_Problem statement_:
Whenever a line below mentions the word "white", that line should be copied.

_Exercise material_:
━━━━━━━━━━
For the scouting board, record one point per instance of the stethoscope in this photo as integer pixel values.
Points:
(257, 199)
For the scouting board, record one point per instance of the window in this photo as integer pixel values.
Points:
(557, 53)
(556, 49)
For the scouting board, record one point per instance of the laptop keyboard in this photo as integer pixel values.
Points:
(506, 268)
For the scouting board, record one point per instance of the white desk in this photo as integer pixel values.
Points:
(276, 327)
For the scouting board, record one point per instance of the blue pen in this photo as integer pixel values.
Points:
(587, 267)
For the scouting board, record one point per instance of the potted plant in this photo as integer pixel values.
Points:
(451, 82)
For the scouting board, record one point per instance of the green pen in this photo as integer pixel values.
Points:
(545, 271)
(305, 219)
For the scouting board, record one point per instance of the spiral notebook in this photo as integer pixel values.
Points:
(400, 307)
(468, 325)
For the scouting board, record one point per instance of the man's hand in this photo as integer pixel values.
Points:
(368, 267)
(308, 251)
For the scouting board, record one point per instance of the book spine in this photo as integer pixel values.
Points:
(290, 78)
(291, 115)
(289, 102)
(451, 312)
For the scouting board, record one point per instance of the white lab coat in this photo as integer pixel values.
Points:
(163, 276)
━━━━━━━━━━
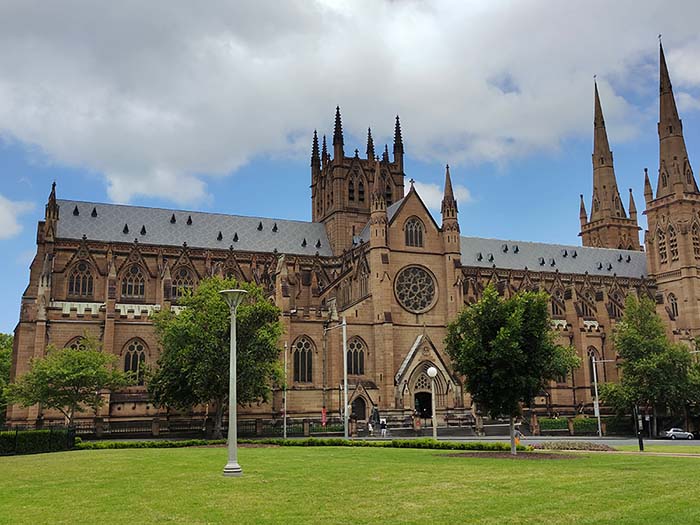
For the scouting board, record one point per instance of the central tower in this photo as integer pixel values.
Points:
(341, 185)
━━━━━━━━━━
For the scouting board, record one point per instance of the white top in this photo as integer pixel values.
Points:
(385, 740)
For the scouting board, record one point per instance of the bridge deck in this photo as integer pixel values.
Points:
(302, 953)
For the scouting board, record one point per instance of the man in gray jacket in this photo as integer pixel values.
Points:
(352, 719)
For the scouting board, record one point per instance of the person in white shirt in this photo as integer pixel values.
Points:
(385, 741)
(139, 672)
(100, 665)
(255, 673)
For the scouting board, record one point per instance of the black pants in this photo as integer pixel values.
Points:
━━━━━━━━━━
_Output for this exercise_:
For the scouting board, record one point per instance of the white desk in this photo as integer pixel values.
For the scouting board, record one point per instance of the white lab coat in this photo as integer pixel values.
For the scouting board, record one point per instance of the white top in this photo as integer pixel values.
For the scouting board, record one point per instance of the person in white shirt in this photo as integer pixel values.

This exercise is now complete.